§ DATA FOR THIS TASK:
"""
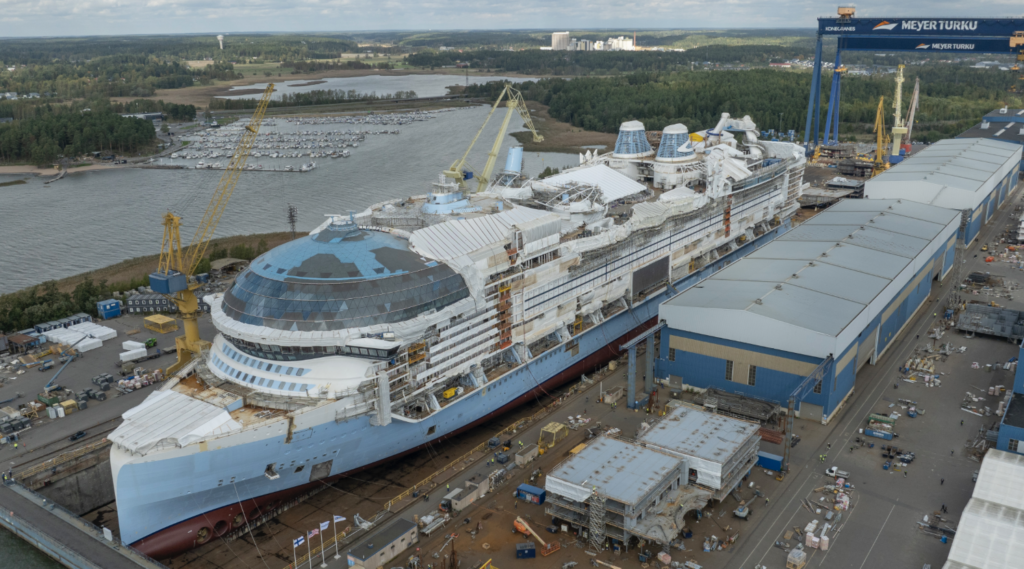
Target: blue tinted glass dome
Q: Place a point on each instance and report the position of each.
"""
"""
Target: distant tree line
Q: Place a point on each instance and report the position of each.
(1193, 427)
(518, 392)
"""
§ EXERCISE:
State the number of lines in these entries that include the string "Target". Provide nothing beyond that number.

§ ANSWER:
2